• WHAT TO DO: Omitting the pictures, restate all of the entries below exactly.

Stored dataset items:

····················

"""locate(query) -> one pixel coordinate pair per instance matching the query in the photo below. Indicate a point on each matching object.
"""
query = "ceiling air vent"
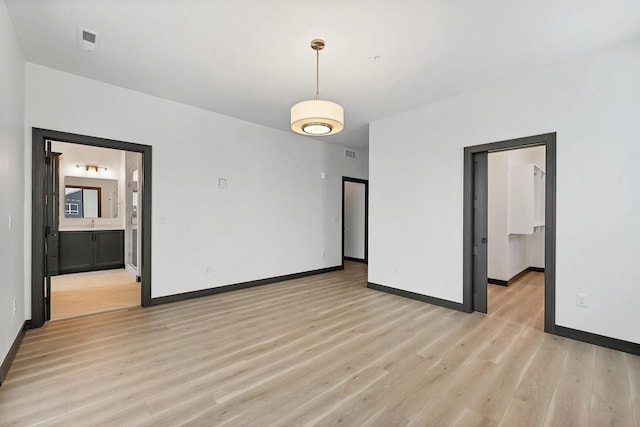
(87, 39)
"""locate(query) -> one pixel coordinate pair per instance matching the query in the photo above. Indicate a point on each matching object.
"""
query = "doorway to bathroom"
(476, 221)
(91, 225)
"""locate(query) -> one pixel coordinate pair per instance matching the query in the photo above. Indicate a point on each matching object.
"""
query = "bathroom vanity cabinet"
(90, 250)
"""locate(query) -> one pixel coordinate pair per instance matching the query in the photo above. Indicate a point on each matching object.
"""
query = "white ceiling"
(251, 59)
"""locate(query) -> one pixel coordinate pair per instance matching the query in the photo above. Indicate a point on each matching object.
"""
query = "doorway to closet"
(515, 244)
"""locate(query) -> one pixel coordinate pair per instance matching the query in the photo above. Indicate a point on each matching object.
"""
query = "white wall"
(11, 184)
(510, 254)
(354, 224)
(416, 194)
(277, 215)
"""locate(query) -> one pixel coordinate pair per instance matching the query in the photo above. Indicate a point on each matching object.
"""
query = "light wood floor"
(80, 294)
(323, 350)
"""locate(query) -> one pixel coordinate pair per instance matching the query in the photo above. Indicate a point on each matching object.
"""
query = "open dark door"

····················

• COMPLETED TASK:
"""locate(query) -> one pixel coordinate pair per instance matching the query in the photo below. Indicate a point on each matching object.
"""
query = "ceiling air vent"
(87, 39)
"""locate(query) -> one pixel coordinate pair per instance matching the query in the photo above. Indicate a point on each matching object.
"""
query = "doorway to bathroom"
(476, 221)
(91, 225)
"""locate(query) -> one pixel coordinate pair per instance matching the query in the photo above. Indicate a point on each matching object.
"""
query = "bathroom vanity cabinet"
(90, 250)
"""locate(query) -> one pixel coordinate pair per instance matching the query in the photo above. Indicate a point on each matching object.
"""
query = "white ceiling"
(251, 59)
"""locate(query) -> one pixel coordinate pair per instance matching the query in the photo above. Indicate a point on each matching object.
"""
query = "doorway to closet"
(515, 244)
"""locate(query) -> one pixel coordinate pair per instance matching the query in the photo above. Indicate a point on each matching object.
"""
query = "white wall"
(11, 184)
(510, 254)
(354, 224)
(416, 194)
(277, 215)
"""locate(query) -> one pixel coordinate pair per instance matching the query in the photo above. Indicate a point on each matching object.
"""
query = "light wood floor"
(80, 294)
(323, 350)
"""locate(query) -> one pixel coordinate pair per instance matching the query in the photo above. Indicate a point on each matching object.
"""
query = "open dark door"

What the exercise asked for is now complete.